# Text provided

Files
n8nworkflows.xyz/workflows/Extract YouTube Transcripts via Google Sheets or API Webhook-8211/readme-8211.md
T
nusquama 5fc1e51d79 creation
2025-11-13 13:14:58 +01:00

23 KiB

Extract YouTube Transcripts via Google Sheets or API Webhook

https://n8nworkflows.xyz/workflows/extract-youtube-transcripts-via-google-sheets-or-api-webhook-8211

Extract YouTube Transcripts via Google Sheets or API Webhook

1. Workflow Overview

This workflow enables automated extraction of YouTube video transcripts using two distinct input methods: monitoring a Google Sheet for new YouTube URLs, and receiving direct API requests via a webhook. It leverages the YouTube Transcript API to fetch transcripts along with rich video metadata. The workflow is designed for use cases such as content creation, research, SEO analysis, accessibility improvements, and transcript database generation.

The workflow is organized into two main logical blocks:

  • 1.1 Google Sheets Automated Processing: Watches a Google Sheet named "urls" for newly added YouTube video URLs, extracts the video ID, calls the transcript API, parses the transcript text, and appends the results (video title and transcript) back to another sheet named "transcripts".

  • 1.2 Webhook Direct Processing: Exposes an HTTP POST webhook endpoint to receive a YouTube URL, extract its video ID, fetch and parse the transcript and metadata, then respond immediately with a structured JSON containing the transcript and video details.

Both blocks share similar internal logic for video ID extraction, transcript fetching, and parsing, but differ in input and output mechanisms.


2. Block-by-Block Analysis

2.1 Google Sheets Automated Processing

  • Overview:
    This block continuously monitors a specific Google Sheet for newly added YouTube URLs. When a new URL is detected, the workflow extracts the video ID, calls the YouTube Transcript API, parses the returned transcript, and appends the transcript and video title back to another sheet for record-keeping.

  • Nodes Involved:

    • Monitor Google Sheet for URLs
    • Extract YouTube Video ID (Sheets)
    • Fetch Video Transcript Data (Sheets)
    • Parse Transcript Text (Sheets)
    • Save Transcript to Sheet
    • Sheets Workflow Note (sticky note)
    • Main Template Explanation (sticky note)
  • Node Details:

    1. Monitor Google Sheet for URLs

      • Type: Google Sheets Trigger
      • Role: Watches the "urls" sheet for new rows added every minute.
      • Configuration:
        • Event: rowAdded
        • Poll interval: every minute
        • Document & Sheet IDs must be set by user (Google Sheets OAuth2 credentials required).

# Dataset extract

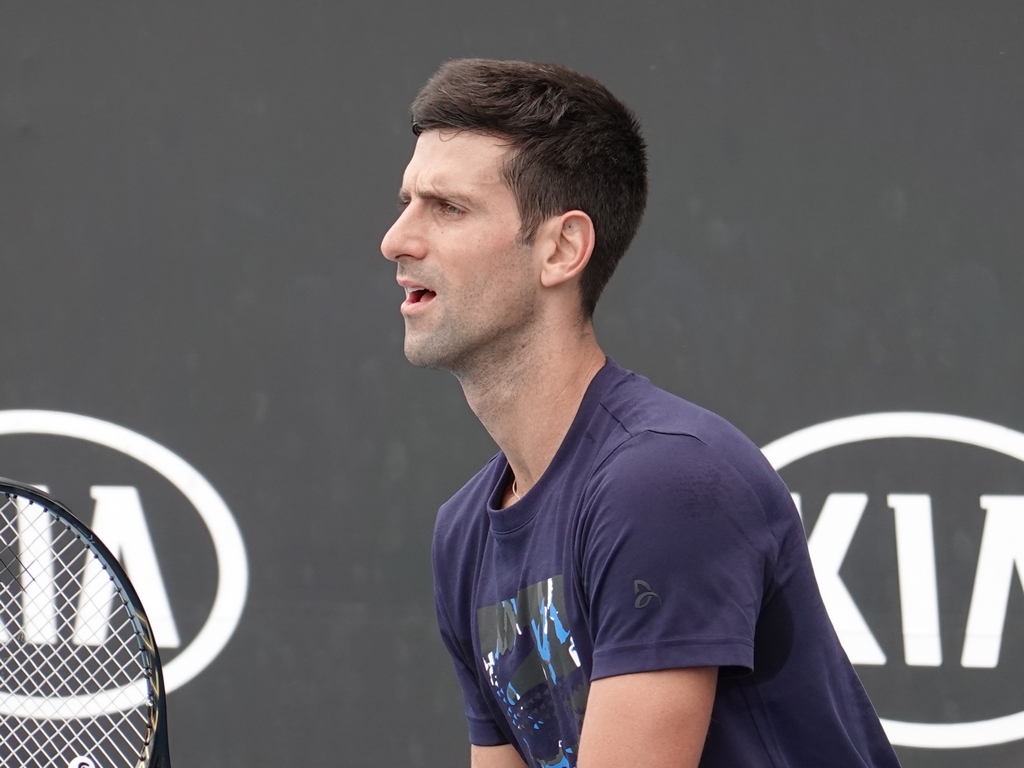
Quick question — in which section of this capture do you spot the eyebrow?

# Written exercise 1
Answer these from the workflow readme:
(a) What is the name of the sheet that the Google Sheets block watches for new YouTube URLs?
(b) Which HTTP method does the webhook endpoint accept?
(c) How often does the Monitor Google Sheet for URLs node poll?
# Written exercise 2
Print the part of the workflow readme between "2. Block-by-Block Analysis" and "sheet for record-keeping.", inclusive, word for word.
Rely only on the workflow readme.

# Finished answer 1
(a) "urls"
(b) POST
(c) Every minute

# Finished answer 2
2. Block-by-Block Analysis

2.1 Google Sheets Automated Processing

  • Overview:
    This block continuously monitors a specific Google Sheet for newly added YouTube URLs. When a new URL is detected, the workflow extracts the video ID, calls the YouTube Transcript API, parses the returned transcript, and appends the transcript and video title back to another sheet for record-keeping.